BEGIN PAGE TEXT

Art, Social Space and Public Discourse



Persian Poetry: Text, Space, and Image

Stanford University, Comparative Literature, Department of Art & Art History


This course traces the nexus of word and image across a millennium of Persian poetry. The aim is to look at the ways in which texts have been represented through images and enacted in public performances, from the tenth century to the present. Topics will range from high to popular culture and include the visual representation of narrative in illuminated manuscripts, the function of calligraphy on sacred and profane buildings, poetry recitations in mediaeval courts, the use of images in dramatic performances of the national epic (Shāhnāma), and the practice of bibliomancy (fāl). What kinds of space are created in these different instances of text and image coming together? What does it mean for our understanding – and experience – of history if verses from the 13th or 14th century are inscribed on the interior of taxi cabs that navigate through the contemporary Iranian city? And how does an ancient text come alive in a performance that seeks to recreate the space of its origin? These are some of the questions that will be explored through an examination of primary sources (both texts and images) as well as theoretical analyses.

Instructors: Ala Ebtekar, Marie Huber



Stanford University, Department of Art & Art History


The class explored the generative principles of this characteristic 20th-century art form. Collage introduced crucial aesthetic issues of the modern and postmodern eras. Typically, collage creates an expressive visual language through juxtaposition and displacement, and through materiality, difference, and event. Issues of location (where it happens), object (what it is), process (how it is realized), and purpose (why it is).

Instructor: Ala Ebtekar


Revolutionary Practices

Stanford University, Comparative Studies in Race and Ethnicity, Department of Art & Art History, Iranian Studies, Global Studies

[CSRE 951, GLOBAL 145]

This course examines the mediums of public art that have been voices of social change, protest and expressions of community desire in Iran. It will offer a unique glimpse into Iran’s contemporary art and visual culture through the investigation of public art practices such as graffiti and street art, as well as older traditions of Naghali and Iranian Coffeehouse Painting.

END PAGE TEXT

CHALLENGES –
(a) Answer these questions about the course listing:
(i) Who are the instructors of the Persian poetry course?
(ii) Which course numbers appear in brackets under Revolutionary Practices?
(iii) Who is listed as instructor of the class on collage?
(b) Extract, verbatim, the rows from the line containing "outlet, one point per instance" through the last line of the rows, both ends included.

BEGIN EXTRACTED ENTRIES

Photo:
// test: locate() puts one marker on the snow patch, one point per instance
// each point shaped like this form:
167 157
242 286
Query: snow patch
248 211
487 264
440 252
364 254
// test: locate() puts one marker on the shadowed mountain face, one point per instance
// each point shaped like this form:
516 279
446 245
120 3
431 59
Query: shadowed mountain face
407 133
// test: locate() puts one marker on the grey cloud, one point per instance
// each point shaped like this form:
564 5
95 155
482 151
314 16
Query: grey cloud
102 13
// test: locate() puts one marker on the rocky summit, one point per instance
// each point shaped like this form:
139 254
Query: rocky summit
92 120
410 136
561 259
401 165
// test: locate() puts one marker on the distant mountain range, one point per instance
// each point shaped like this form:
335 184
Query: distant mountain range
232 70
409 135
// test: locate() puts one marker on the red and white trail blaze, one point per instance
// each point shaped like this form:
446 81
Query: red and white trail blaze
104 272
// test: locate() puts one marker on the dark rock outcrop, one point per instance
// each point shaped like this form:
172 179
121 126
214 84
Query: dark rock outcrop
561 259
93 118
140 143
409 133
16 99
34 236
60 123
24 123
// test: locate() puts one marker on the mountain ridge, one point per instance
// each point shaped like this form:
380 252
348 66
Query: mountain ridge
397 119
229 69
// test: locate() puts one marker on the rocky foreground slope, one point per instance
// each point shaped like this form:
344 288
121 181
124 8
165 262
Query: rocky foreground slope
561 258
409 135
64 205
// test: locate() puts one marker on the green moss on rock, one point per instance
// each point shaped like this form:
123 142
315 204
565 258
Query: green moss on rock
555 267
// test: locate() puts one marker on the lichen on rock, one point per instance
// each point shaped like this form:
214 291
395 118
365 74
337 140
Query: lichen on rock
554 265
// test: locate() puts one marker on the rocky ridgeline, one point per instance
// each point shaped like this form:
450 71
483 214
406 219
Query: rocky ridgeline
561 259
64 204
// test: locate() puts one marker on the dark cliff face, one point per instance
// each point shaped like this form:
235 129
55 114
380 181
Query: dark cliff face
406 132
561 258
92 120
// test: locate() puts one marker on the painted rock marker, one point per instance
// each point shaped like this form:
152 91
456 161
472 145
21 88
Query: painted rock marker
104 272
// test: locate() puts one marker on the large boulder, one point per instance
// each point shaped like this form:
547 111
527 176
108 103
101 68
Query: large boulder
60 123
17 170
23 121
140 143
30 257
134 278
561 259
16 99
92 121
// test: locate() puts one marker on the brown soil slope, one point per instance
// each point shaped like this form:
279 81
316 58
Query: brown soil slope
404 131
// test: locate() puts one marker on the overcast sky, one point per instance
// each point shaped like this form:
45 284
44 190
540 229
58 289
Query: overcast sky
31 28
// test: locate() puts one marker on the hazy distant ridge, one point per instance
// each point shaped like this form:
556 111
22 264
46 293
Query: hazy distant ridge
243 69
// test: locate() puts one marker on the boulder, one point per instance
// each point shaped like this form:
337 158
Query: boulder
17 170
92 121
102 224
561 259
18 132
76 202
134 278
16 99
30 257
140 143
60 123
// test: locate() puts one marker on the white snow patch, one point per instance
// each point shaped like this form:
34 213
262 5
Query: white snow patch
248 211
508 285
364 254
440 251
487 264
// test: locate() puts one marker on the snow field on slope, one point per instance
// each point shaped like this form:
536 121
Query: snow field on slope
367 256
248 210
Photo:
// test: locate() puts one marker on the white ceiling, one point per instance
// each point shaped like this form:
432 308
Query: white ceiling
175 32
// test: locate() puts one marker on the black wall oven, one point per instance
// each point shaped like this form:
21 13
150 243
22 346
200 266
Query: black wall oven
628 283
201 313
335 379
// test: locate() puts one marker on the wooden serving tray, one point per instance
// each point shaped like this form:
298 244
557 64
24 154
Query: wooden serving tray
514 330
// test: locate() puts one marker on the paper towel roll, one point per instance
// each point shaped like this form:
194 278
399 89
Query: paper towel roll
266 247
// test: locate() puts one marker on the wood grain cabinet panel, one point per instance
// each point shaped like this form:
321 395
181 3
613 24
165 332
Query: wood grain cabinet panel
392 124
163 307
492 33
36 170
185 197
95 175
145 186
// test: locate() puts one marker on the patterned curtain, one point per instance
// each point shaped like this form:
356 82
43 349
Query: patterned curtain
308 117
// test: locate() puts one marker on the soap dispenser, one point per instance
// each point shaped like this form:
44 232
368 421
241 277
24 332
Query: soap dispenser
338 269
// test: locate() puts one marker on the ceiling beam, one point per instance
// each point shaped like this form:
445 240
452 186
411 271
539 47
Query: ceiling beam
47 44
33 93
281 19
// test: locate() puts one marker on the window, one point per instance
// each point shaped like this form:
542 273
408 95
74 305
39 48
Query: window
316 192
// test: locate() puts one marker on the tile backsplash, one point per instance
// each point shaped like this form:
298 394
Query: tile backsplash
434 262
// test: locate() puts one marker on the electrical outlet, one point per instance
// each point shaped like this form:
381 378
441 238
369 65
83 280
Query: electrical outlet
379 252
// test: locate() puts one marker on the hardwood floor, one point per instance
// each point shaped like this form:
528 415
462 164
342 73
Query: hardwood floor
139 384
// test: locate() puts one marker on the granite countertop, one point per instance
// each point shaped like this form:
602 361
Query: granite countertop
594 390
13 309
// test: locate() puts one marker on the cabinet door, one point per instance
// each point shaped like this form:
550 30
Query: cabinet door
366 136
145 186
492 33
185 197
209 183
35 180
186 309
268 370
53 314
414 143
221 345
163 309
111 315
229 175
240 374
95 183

END EXTRACTED ENTRIES

PER-TASK ANSWERS –
(a)
(i) Ala Ebtekar and Marie Huber
(ii) CSRE 951 and GLOBAL 145
(iii) Ala Ebtekar

(b)
// test: locate() puts one marker on the electrical outlet, one point per instance
// each point shaped like this form:
381 378
441 238
369 65
83 280
Query: electrical outlet
379 252
// test: locate() puts one marker on the hardwood floor, one point per instance
// each point shaped like this form:
528 415
462 164
342 73
Query: hardwood floor
139 384
// test: locate() puts one marker on the granite countertop, one point per instance
// each point shaped like this form:
602 361
Query: granite countertop
594 390
13 309
// test: locate() puts one marker on the cabinet door, one point per instance
// each point shaped like this form:
550 30
Query: cabinet door
366 136
145 186
492 33
185 197
209 183
35 180
186 309
268 370
53 314
414 143
221 345
163 309
111 315
229 175
240 374
95 183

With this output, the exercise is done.